───── Given data ─────
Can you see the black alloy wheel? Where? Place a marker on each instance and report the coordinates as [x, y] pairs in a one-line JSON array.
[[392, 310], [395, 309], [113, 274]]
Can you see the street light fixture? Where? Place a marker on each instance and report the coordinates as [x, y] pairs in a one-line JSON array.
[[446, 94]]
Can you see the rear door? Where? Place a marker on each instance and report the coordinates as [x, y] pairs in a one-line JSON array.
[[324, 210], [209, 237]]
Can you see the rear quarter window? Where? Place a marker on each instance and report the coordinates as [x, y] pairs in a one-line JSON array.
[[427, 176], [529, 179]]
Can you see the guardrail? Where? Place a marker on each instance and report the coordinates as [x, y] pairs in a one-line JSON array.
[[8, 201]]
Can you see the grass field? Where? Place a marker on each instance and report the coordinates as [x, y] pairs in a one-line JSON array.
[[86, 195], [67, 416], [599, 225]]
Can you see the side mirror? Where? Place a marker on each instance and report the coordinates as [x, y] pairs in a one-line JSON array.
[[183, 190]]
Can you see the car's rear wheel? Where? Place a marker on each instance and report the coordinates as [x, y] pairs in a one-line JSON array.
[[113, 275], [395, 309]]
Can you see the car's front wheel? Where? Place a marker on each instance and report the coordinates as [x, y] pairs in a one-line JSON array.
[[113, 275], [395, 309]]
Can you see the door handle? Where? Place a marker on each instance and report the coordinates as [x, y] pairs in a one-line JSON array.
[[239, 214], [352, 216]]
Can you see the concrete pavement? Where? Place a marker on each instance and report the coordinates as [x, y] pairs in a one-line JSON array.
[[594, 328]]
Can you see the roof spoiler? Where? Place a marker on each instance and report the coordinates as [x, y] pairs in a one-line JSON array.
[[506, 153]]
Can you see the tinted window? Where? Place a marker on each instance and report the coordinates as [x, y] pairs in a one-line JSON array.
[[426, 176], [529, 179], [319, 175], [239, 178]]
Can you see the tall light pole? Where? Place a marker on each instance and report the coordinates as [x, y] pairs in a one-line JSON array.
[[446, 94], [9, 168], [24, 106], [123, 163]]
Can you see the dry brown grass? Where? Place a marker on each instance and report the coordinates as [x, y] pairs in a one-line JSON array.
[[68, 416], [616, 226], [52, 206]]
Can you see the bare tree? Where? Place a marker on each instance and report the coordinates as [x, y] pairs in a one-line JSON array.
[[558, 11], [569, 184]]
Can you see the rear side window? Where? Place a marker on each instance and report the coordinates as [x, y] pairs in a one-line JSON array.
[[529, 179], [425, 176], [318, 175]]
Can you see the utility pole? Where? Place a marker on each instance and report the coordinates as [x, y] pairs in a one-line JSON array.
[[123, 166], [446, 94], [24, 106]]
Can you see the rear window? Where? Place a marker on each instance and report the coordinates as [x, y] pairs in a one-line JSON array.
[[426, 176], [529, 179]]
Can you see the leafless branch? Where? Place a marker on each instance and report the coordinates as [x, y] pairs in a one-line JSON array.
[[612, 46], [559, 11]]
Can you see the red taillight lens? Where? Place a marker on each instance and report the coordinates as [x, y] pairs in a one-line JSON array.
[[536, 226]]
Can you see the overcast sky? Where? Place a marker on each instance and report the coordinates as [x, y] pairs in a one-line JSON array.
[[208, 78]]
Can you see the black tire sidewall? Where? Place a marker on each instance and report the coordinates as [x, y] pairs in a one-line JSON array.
─────
◆ What needs to be done
Convert all of the records above into a JSON list of strings, one string per line, omitting any blank lines.

◆ Finished task
[
  "Can you see the black alloy wheel? Where? Place a marker on each instance and report the coordinates as [x, y] pairs in a one-line JSON array.",
  "[[392, 310], [395, 309], [113, 274]]",
  "Can you see the street light fixture? Where? Place a marker on each instance and report the coordinates as [x, y] pairs in a one-line JSON array.",
  "[[446, 94]]",
  "Can you see the rear door? Where? Place a marker on each instance and report the coordinates as [x, y] pairs in a one-line JSON array.",
  "[[324, 210], [209, 237]]",
  "Can you see the rear quarter window? Where? Place a marker on each instance and report the coordinates as [x, y] pairs in a one-line JSON array.",
  "[[427, 176], [529, 179]]",
  "Can you see the guardrail? Where? Place a marker on each instance and report the coordinates as [x, y] pairs in a one-line JSON array.",
  "[[8, 201]]",
  "Can you see the grass field? Where? Place a marker on each instance and report the coordinates as [x, y] pairs in a one-line JSON array.",
  "[[86, 195], [67, 416], [599, 225]]",
  "Can you see the side mirror? Where? Place a marker on each instance and report the coordinates as [x, y] pairs in a one-line JSON array.",
  "[[183, 190]]",
  "Can you see the car's rear wheel? Where? Place a marker on each instance and report the coordinates as [x, y] pairs in a one-line JSON array.",
  "[[113, 275], [395, 309]]",
  "Can you see the car's front wheel? Where? Place a marker on each instance and report the coordinates as [x, y] pairs in a one-line JSON array.",
  "[[113, 275], [395, 309]]",
  "Can you see the door handle? Where? Place a marker on each instance and report the coordinates as [x, y] pairs in a one-line JSON array.",
  "[[239, 214], [352, 216]]",
  "Can you see the concrete pavement? Where? Place a marker on each instance and report the coordinates as [x, y] pairs in a one-line JSON array.",
  "[[594, 328]]",
  "Can you see the roof spoiler? Where? Place a marker on each instance and report the coordinates as [x, y] pairs in a one-line JSON array.",
  "[[506, 153]]",
  "Can you see the tinted window? Where? Place a marker on each instance and report the coordinates as [x, y] pairs in a one-line JSON array.",
  "[[426, 176], [529, 179], [319, 175], [239, 178]]",
  "Can you see the tall light pole? Where? Place a marker on each instance and report the coordinates as [x, y] pairs in a one-line JSON array.",
  "[[446, 94], [9, 168], [24, 106], [123, 163]]",
  "Can you see the dry brown grass? Where? Place a marker on each instance and report the coordinates as [x, y] pairs in a one-line JSON array.",
  "[[68, 416], [616, 226], [52, 206]]",
  "Can you see the bare tree? Where? Place a marker on each instance and report the coordinates as [x, y] pairs in a one-line JSON array.",
  "[[558, 11], [569, 184]]",
  "Can you see the rear side window? Where? Place a marker on each instance and report the coordinates as [x, y] pairs in a one-line JSON array.",
  "[[529, 179], [425, 176], [318, 175]]",
  "Can you see the utility pole? Where? Place a marker on each instance and report the coordinates as [x, y] pairs in a one-line JSON array.",
  "[[123, 166], [446, 94], [24, 106]]",
  "Can you see the rear window? Where? Place a marker on each instance and report the coordinates as [x, y] pairs in a one-line JSON array.",
  "[[426, 176], [529, 179]]",
  "Can you see the leafless branch? Where? Place a marker on each instance and report the coordinates as [x, y] pairs in a one-line JSON array.",
  "[[612, 46], [559, 11]]",
  "Can you see the red taillight lens? Where? Place a marker on each instance and report the coordinates as [x, y] pairs in a one-line JSON array.",
  "[[536, 226]]",
  "Can you see the overcast sky? Where? Place a marker on each instance and report the coordinates as [x, y] pairs in a one-line JSON array.",
  "[[208, 78]]",
  "Can you see the black tire sidewall? Where? Place a marker on each instance and report the coordinates as [x, y] pairs in a one-line JSON array."
]